> **Yapılacak görevler**
1. Deprem sonrası akciğer hastalıkları yazısına göre, ülkede asbest kullanımı hangi binalarda yasaklanmıştır?
2. Deprem sonrası akciğer hastalıkları yazısında "Uzm. Dr. Alkan, deprem" ifadesini içeren sözcüklerle açılıp "gösterebileceğinin altını çizdi." ile kapanan bölümü hiçbir değişiklik yapmadan tekrarlayın.
3. Deprem sonrası akciğer hastalıkları yazısını son cümlesinden sonra alıp sürdürün.

> **Metin alıntısı**
%%

Depremden sonra akciğer hastalıkları riskinin artabileceğini belirten VM Medical Park Bursa Hastanesi’nden Göğüs Hastalıkları Uzmanı Dr. Serap Ket Alkan, “Enkazlardaki astbest tehlikesi, göz ardı edilmemesi gereken önemli bir risktir. Asbest lifleri, akciğer zarı hastalıkları ile 15-20 yıl sonra akciğer zarı kanserine neden olabilir. Ülkemizde 2010 yılı ve sonrası yapılan binalarda asbest kullanımı yasaklanmıştır. Ancak daha eski binalarda asbest içeriği olabileceği düşünülerek önlem alınmalıdır” dedi.
Depremzedelerde akciğer hastalıklarında artış ihtimali yüksek
Depremde gelişen farklı akciğer sorunları ile karşılaşılabildiğini işaret eden Uzm. Dr. Serap Ket Alkan, “Depremden kurtulan kişilerde enkaz altında kalmaya bağlı gelişen direkt göğüs travmaları, binaların yıkılması sonrası oluşan toz ve partiküllerin solunması ile gelişen bronş ve akciğer hasarı, yangın ve doğalgaz sızıntısı sonucu duman ve zehirli gaz solunumu ile buna bağlı gelişen havayolu hasarı meydana gelebilir. Akciğer doku hasarı ile alveol keseciklerinde kapanma, oksijenlenmede bozulma sonucu pnömoni (zatürre) riskinde artış olur. Ayrıca enkaz altında kalma ve hareketsizliğe bağlı olarak derin ven trombozu ve pulmoner emboli riski artar” şeklinde konuştu.
Uzm. Dr. Alkan, deprem sonrası akciğer sorunlarının klinik olarak öksürük, solunum güçlüğü, göğüs ağrısı, hırıltılı solunum, morarma ve şuur kaybı ile kendini gösterebileceğinin altını çizdi.
Enfeksiyon hastalıkları için önlem şart!

%%

> **Verilen malzeme**
%%

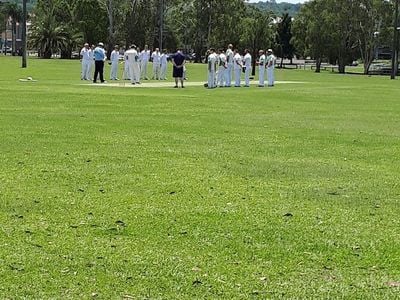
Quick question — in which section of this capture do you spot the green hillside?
[249,0,301,16]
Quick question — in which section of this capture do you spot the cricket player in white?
[258,50,266,87]
[110,45,119,80]
[243,49,251,87]
[125,45,140,84]
[81,43,93,80]
[151,48,161,80]
[225,44,234,87]
[140,45,150,80]
[217,49,228,87]
[233,49,243,87]
[160,49,168,80]
[267,49,276,87]
[207,48,217,89]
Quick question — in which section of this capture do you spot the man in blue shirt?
[93,42,106,83]
[172,49,185,88]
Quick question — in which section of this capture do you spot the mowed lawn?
[0,57,400,299]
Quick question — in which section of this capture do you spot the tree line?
[3,0,395,73]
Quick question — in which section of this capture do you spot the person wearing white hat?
[267,49,276,87]
[110,45,119,80]
[93,42,106,83]
[80,43,93,80]
[258,50,266,87]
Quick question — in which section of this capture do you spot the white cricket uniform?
[267,54,276,86]
[243,53,251,87]
[160,53,168,80]
[258,54,266,87]
[140,50,150,79]
[125,49,140,84]
[124,51,131,80]
[217,53,227,87]
[110,50,119,80]
[233,53,242,87]
[151,51,161,80]
[207,53,217,89]
[225,49,234,87]
[81,47,93,80]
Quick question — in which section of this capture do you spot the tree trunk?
[315,57,322,73]
[11,19,17,56]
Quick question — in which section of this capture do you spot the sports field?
[0,57,400,299]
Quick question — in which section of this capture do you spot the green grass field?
[0,57,400,299]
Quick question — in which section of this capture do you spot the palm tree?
[4,3,22,56]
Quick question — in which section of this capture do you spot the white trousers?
[81,60,92,80]
[244,67,251,86]
[258,66,265,86]
[160,64,167,80]
[208,70,217,89]
[140,60,149,79]
[124,61,131,80]
[217,66,227,86]
[110,61,118,80]
[267,68,275,86]
[225,63,233,87]
[235,68,242,87]
[153,63,161,80]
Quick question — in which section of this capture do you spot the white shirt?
[125,49,139,65]
[226,49,233,64]
[233,53,242,70]
[208,53,217,71]
[243,53,251,68]
[267,54,276,69]
[110,50,119,62]
[160,53,168,66]
[151,51,161,64]
[218,53,226,67]
[81,47,93,61]
[258,54,265,69]
[140,50,150,61]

%%

> **Alıştırma cevapları**
1. 2010 yılı ve sonrasında yapılan binalarda.

2.
Uzm. Dr. Alkan, deprem sonrası akciğer sorunlarının klinik olarak öksürük, solunum güçlüğü, göğüs ağrısı, hırıltılı solunum, morarma ve şuur kaybı ile kendini gösterebileceğinin altını çizdi.

3.
Deprem sonrası enfeksiyon hastalıklarının da önemli bir tehlike oluşturduğuna dikkat çeken Uzm. Dr. Ket Alkan, şunları söyledi:
“Sağlık hizmetlerinin yeterli ve ulaşılabilir olması, su ve el dezenfektanlarına kolay erişim, barınma yerlerinin aşırı kalabalık olmayacak şekilde düzenlenmesi ve havalandırmanın sağlanması, aşıların riskli bireyler de öncelikli olmak üzere hızla diğer bireylere de uygulanması, semptomatik hasta olan bireylerin izolasyonu önemlidir. Ayrıca deprem sonrası oluşan tsunamiler nedeniyle boğulma- boğulayazma ile ‘Tsunami akciğeri’ gelişebilir. Bu durumda çoklu mikrop etkenli zatürrelerin sıklığında artış beklenir.”
Koah ve astım hastalarının atak sıklığı artar
Depremzede KOAH ve astım hastalarında atak sıklığında artış meydana gelebileceğini de sözlerine ekleyen Uzm. Dr. Ket Alkan, dikkat edilmesi gerekenler hakkında şu önerilerde bulundu:
“Deprem sonrası astım hastaları stres, yoğun toz maruziyeti, soğuk hava, düzenli ilaç kullanımına erişim güçlüğü, kalabalık barınaklarda artan enfeksiyon riski, ağrı kesici kullanım artışı nedeniyle daha sık atak yaşayabilirler. Atak riski özellikle ilk bir ay fazladır. KOAH’a bağlı akut atak başvuruları da artar. Depremzede KOAH’lılarda ciddi psikolojik travma gelişme riski yüksektir. Bu nedenle KOAH’lı hastalara iyi bir yaşam düzeni ile psikoterapi desteği sağlanmalıdır. Bakımevlerinde takip edilen KOAH hastalarında influenza gibi viral etken epidemileri artabilir. Aşılama ve hijyen bu nedenle önemlidir.”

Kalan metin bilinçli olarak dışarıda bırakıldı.